### WORUM ES GEHT
Suche im folgenden Material jede Zeile heraus, in der das Wort „weathered“ vorkommt, und schreib sie ab.

### ARBEITSMATERIAL
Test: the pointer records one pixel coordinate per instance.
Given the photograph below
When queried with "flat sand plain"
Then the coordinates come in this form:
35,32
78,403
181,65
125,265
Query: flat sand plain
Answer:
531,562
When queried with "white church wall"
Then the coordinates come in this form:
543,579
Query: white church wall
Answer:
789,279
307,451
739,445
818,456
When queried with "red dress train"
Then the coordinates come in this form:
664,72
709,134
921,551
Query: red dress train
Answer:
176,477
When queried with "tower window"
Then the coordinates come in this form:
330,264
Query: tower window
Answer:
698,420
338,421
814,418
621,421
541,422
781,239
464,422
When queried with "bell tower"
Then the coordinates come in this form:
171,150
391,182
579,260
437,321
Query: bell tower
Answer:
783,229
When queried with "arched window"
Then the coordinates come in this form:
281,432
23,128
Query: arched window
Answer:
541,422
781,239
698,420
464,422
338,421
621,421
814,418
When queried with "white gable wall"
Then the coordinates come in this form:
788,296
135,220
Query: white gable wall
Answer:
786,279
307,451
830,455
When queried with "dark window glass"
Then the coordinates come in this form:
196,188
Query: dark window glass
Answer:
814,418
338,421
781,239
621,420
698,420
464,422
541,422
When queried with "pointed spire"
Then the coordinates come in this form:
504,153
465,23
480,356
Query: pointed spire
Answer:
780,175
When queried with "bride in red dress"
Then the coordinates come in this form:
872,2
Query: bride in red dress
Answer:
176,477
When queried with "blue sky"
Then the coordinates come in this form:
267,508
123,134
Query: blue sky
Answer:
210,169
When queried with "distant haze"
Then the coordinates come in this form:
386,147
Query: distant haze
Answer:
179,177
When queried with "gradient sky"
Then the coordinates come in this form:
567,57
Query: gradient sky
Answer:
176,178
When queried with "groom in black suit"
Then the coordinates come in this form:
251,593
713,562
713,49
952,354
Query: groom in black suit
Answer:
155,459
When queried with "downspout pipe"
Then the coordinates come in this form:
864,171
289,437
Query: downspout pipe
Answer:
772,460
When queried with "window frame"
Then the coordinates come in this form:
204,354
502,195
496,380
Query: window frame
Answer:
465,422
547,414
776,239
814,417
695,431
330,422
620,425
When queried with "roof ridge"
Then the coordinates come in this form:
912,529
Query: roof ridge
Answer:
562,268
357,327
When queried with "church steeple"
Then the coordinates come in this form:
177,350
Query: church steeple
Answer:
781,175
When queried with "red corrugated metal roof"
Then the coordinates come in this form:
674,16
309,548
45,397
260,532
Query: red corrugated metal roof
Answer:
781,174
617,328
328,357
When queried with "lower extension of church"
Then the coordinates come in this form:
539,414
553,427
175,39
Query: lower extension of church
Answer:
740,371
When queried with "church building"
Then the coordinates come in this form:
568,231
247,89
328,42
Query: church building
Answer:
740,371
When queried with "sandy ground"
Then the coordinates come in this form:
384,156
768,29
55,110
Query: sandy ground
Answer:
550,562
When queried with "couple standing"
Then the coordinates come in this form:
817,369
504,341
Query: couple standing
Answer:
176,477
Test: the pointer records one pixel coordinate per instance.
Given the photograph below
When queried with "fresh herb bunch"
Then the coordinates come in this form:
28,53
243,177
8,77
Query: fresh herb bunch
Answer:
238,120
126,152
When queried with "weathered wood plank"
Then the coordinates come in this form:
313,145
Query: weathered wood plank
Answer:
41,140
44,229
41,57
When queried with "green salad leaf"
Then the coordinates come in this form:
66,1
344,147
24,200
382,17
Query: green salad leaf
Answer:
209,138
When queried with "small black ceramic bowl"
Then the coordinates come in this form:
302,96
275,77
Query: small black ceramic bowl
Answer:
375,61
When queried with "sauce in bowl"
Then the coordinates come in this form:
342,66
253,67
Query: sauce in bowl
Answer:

### DIE LÖSUNG
When queried with "weathered wood plank"
Query: weathered wood plank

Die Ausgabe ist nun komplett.